»»

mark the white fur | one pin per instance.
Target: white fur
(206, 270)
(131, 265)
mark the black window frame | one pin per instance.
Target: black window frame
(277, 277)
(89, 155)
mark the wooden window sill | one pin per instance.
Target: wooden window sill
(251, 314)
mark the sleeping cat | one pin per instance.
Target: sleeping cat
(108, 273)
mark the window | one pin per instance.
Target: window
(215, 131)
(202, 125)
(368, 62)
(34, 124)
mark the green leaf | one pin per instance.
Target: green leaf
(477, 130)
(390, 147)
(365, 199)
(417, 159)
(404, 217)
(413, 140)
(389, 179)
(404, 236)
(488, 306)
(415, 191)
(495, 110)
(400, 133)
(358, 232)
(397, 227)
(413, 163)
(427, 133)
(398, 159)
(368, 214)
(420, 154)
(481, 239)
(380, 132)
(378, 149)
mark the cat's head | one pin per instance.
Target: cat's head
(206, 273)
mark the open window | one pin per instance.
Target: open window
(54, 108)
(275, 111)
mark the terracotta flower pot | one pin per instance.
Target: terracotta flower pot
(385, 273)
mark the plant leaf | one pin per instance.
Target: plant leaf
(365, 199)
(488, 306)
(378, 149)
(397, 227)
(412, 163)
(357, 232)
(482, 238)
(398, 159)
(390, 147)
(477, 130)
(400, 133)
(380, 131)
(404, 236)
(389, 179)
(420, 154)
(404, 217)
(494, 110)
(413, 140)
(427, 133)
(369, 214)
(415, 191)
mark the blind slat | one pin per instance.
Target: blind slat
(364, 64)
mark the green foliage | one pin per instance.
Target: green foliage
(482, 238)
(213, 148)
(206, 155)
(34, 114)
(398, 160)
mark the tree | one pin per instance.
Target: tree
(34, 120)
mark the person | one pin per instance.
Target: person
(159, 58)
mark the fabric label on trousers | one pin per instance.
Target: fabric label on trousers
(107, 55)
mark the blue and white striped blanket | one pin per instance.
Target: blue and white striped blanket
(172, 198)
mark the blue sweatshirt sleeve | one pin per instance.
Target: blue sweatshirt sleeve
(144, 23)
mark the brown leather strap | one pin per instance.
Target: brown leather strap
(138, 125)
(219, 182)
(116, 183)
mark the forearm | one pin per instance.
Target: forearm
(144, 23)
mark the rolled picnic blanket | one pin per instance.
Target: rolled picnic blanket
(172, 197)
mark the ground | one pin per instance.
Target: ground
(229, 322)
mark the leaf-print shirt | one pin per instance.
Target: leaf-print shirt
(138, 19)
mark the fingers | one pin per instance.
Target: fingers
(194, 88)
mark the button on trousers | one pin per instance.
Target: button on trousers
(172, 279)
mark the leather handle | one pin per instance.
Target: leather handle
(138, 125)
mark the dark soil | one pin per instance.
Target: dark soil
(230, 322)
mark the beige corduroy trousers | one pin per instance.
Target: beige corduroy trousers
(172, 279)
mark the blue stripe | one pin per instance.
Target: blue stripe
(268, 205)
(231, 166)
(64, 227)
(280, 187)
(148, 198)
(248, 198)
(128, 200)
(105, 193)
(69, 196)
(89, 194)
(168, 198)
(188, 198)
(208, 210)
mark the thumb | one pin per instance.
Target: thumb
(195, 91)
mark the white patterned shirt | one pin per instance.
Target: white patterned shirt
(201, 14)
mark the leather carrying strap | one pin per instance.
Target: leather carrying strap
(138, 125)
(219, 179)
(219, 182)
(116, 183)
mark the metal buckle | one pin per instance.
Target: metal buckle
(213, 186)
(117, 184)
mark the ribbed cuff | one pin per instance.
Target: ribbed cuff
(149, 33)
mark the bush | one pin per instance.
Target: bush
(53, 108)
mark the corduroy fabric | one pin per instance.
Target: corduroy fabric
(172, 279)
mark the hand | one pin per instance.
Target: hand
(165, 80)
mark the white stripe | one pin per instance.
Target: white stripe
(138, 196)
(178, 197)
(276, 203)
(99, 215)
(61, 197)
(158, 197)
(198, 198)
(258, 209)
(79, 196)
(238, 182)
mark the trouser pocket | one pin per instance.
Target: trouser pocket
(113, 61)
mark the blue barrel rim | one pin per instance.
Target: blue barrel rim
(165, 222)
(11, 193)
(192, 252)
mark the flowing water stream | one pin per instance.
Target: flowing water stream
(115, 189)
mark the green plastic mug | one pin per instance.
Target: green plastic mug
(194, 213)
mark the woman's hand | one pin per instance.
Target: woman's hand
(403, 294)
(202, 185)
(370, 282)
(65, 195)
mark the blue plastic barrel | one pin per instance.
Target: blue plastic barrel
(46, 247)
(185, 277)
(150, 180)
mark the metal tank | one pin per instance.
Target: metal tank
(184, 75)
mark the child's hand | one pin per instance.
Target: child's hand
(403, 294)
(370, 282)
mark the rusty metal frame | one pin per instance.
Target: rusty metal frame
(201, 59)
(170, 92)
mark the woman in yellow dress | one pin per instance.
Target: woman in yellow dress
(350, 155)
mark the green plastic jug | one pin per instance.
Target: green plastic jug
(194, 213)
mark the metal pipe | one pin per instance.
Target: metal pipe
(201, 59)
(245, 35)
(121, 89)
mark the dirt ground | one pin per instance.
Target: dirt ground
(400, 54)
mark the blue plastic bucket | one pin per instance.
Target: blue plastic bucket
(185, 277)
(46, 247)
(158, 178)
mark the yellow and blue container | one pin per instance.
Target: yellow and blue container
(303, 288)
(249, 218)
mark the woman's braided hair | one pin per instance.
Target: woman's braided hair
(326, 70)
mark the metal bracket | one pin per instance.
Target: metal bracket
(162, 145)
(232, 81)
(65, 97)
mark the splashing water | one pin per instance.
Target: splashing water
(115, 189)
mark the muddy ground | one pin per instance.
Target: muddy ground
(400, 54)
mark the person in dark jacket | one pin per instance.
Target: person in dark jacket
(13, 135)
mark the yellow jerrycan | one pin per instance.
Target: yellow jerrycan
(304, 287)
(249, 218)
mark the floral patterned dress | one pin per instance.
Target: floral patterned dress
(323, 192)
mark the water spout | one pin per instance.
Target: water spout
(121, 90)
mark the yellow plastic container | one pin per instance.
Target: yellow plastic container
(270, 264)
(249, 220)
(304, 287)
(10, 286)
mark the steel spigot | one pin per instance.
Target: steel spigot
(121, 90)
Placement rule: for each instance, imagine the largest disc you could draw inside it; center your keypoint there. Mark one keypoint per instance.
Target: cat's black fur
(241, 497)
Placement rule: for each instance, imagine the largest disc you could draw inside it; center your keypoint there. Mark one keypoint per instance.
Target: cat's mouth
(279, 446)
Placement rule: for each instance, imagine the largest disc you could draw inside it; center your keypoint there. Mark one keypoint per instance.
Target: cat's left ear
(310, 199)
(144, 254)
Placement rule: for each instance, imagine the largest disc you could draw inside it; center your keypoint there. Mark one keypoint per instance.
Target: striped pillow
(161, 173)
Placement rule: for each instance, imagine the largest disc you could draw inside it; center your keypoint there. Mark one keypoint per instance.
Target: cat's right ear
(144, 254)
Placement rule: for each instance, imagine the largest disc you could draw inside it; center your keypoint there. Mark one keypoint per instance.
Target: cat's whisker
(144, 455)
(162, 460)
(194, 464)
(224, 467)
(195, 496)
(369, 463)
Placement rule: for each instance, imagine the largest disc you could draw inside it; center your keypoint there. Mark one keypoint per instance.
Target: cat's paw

««

■ **PROMPT**: The exact wording of every entry above should be written out again.

■ **TASK RESPONSE**:
mark the white fur | one pin per instance.
Target: white fur
(206, 270)
(131, 265)
mark the black window frame | one pin per instance.
Target: black window frame
(277, 277)
(89, 155)
mark the wooden window sill | one pin per instance.
Target: wooden window sill
(251, 314)
mark the sleeping cat | one pin per instance.
Target: sleeping cat
(108, 273)
mark the window | one pin per instance.
Target: window
(215, 131)
(202, 125)
(368, 62)
(34, 124)
mark the green leaf | one pin per instance.
Target: green leaf
(477, 130)
(390, 147)
(365, 199)
(417, 159)
(404, 217)
(413, 140)
(389, 179)
(404, 236)
(488, 306)
(415, 191)
(495, 110)
(400, 133)
(358, 232)
(397, 227)
(413, 163)
(427, 133)
(398, 159)
(368, 214)
(420, 154)
(481, 239)
(380, 132)
(378, 149)
mark the cat's head | one pin per instance.
Target: cat's head
(206, 273)
mark the open window | one pin per instance.
Target: open window
(54, 108)
(275, 111)
mark the terracotta flower pot | one pin per instance.
Target: terracotta flower pot
(385, 273)
mark the plant leaf | one pin per instance.
Target: plant leaf
(365, 199)
(488, 306)
(378, 149)
(397, 227)
(412, 163)
(357, 232)
(482, 238)
(398, 159)
(390, 147)
(477, 130)
(400, 133)
(380, 131)
(404, 236)
(389, 179)
(420, 154)
(404, 217)
(494, 110)
(413, 140)
(427, 133)
(369, 214)
(415, 191)
mark the blind slat | one pin per instance.
Target: blind slat
(364, 64)
mark the green foliage | one pin per instance.
Target: green foliage
(482, 238)
(213, 148)
(206, 155)
(34, 114)
(398, 160)
mark the tree | one pin per instance.
Target: tree
(34, 120)
mark the person | one pin per instance.
Target: person
(159, 58)
mark the fabric label on trousers | one pin per instance.
Target: fabric label on trousers
(107, 55)
mark the blue and white striped blanket | one pin per instance.
Target: blue and white striped blanket
(172, 198)
mark the blue sweatshirt sleeve | one pin per instance.
Target: blue sweatshirt sleeve
(144, 23)
mark the brown leather strap | one pin per instance.
Target: brown leather strap
(138, 125)
(219, 182)
(116, 183)
mark the forearm | one pin per instance.
Target: forearm
(144, 23)
mark the rolled picnic blanket | one pin per instance.
Target: rolled picnic blanket
(172, 197)
mark the ground | one pin per instance.
Target: ground
(229, 322)
mark the leaf-print shirt | one pin per instance.
Target: leaf-print shirt
(138, 19)
mark the fingers | one pin per instance.
Target: fingers
(194, 88)
mark the button on trousers | one pin per instance.
Target: button on trousers
(172, 279)
mark the leather handle | one pin per instance.
Target: leather handle
(138, 125)
mark the dark soil | one pin per instance.
Target: dark soil
(230, 322)
mark the beige corduroy trousers | one pin per instance.
Target: beige corduroy trousers
(172, 279)
mark the blue stripe | one pin per instance.
Target: blue stripe
(268, 205)
(231, 166)
(64, 227)
(280, 187)
(148, 198)
(248, 198)
(128, 200)
(105, 193)
(69, 196)
(89, 194)
(168, 198)
(188, 198)
(208, 210)
mark the thumb | one pin per instance.
Target: thumb
(195, 91)
mark the white patterned shirt | one pin per instance.
Target: white patterned shirt
(201, 14)
mark the leather carrying strap | one pin per instance.
Target: leather carrying strap
(138, 125)
(219, 179)
(219, 182)
(116, 183)
mark the metal buckle | one pin per instance.
Target: metal buckle
(213, 186)
(117, 184)
mark the ribbed cuff | one pin per instance.
Target: ribbed cuff
(149, 33)
mark the bush | one pin per instance.
Target: bush
(53, 108)
mark the corduroy fabric | one pin per instance.
Target: corduroy fabric
(172, 279)
mark the hand | one pin per instance.
Target: hand
(165, 80)
mark the white stripe | one pin per instance.
Target: white stripe
(138, 196)
(178, 197)
(276, 203)
(99, 215)
(61, 197)
(158, 197)
(198, 198)
(258, 209)
(79, 196)
(238, 182)
mark the trouser pocket | one pin per instance.
Target: trouser pocket
(113, 61)
mark the blue barrel rim | one pin per instance.
Target: blue barrel rim
(165, 222)
(11, 193)
(192, 252)
mark the flowing water stream | one pin per instance.
Target: flowing water stream
(115, 189)
mark the green plastic mug | one pin per instance.
Target: green plastic mug
(194, 213)
mark the woman's hand | one pin per instance.
Target: woman's hand
(403, 294)
(202, 185)
(370, 282)
(65, 195)
mark the blue plastic barrel | one pin per instance.
Target: blue plastic barrel
(46, 247)
(185, 277)
(150, 180)
mark the metal tank | one pin per instance.
Target: metal tank
(184, 75)
mark the child's hand | one pin per instance.
Target: child's hand
(403, 294)
(370, 282)
mark the rusty metal frame | one pin per instance.
Target: rusty metal frame
(201, 59)
(170, 92)
mark the woman in yellow dress | one pin per instance.
Target: woman in yellow dress
(350, 155)
mark the green plastic jug | one pin per instance.
Target: green plastic jug
(194, 213)
mark the metal pipe | one pin per instance.
Target: metal pipe
(201, 59)
(245, 35)
(121, 89)
mark the dirt ground | one pin per instance.
Target: dirt ground
(400, 54)
mark the blue plastic bucket | one pin per instance.
Target: blue plastic bucket
(185, 277)
(46, 247)
(158, 178)
mark the yellow and blue container | one pin per instance.
Target: yellow and blue container
(303, 288)
(249, 218)
mark the woman's braided hair | one pin per instance.
Target: woman's braided hair
(326, 70)
mark the metal bracket | one pin per instance.
Target: metal bracket
(162, 145)
(232, 81)
(65, 97)
mark the splashing water | one pin per instance.
Target: splashing water
(115, 189)
mark the muddy ground | one pin per instance.
Target: muddy ground
(400, 54)
mark the person in dark jacket | one pin per instance.
Target: person in dark jacket
(13, 135)
mark the yellow jerrycan | one pin per instance.
Target: yellow jerrycan
(304, 287)
(249, 218)
mark the floral patterned dress | one pin per instance.
Target: floral patterned dress
(323, 192)
mark the water spout | one pin per instance.
Target: water spout
(121, 90)
mark the yellow plastic container | one pin per instance.
Target: yellow plastic container
(270, 264)
(249, 220)
(304, 287)
(10, 286)
mark the steel spigot | one pin per instance.
Target: steel spigot
(121, 90)
Placement rule: for each instance, imagine the largest disc you could draw inside it; center your keypoint there. Mark one keypoint per instance.
Target: cat's black fur
(241, 497)
Placement rule: for each instance, imagine the largest disc you could draw inside it; center your keypoint there. Mark one keypoint per instance.
Target: cat's mouth
(279, 446)
Placement rule: for each instance, imagine the largest disc you could draw inside it; center your keypoint there. Mark one keypoint per instance.
Target: cat's left ear
(310, 199)
(144, 254)
Placement rule: for each instance, imagine the largest disc you could draw inside it; center your keypoint there. Mark one keypoint per instance.
Target: striped pillow
(161, 173)
Placement rule: for each instance, imagine the largest disc you could draw inside it; center your keypoint there. Mark one keypoint per instance.
Target: cat's right ear
(144, 254)
Placement rule: for each instance, imagine the largest disc you could draw inside it; center your keypoint there. Mark one keypoint per instance.
Target: cat's whisker
(144, 455)
(162, 460)
(194, 464)
(224, 467)
(195, 496)
(369, 463)
Placement rule: for each instance, imagine the largest disc you could draw inside it; center your keypoint there. Mark one keypoint per instance.
Target: cat's paw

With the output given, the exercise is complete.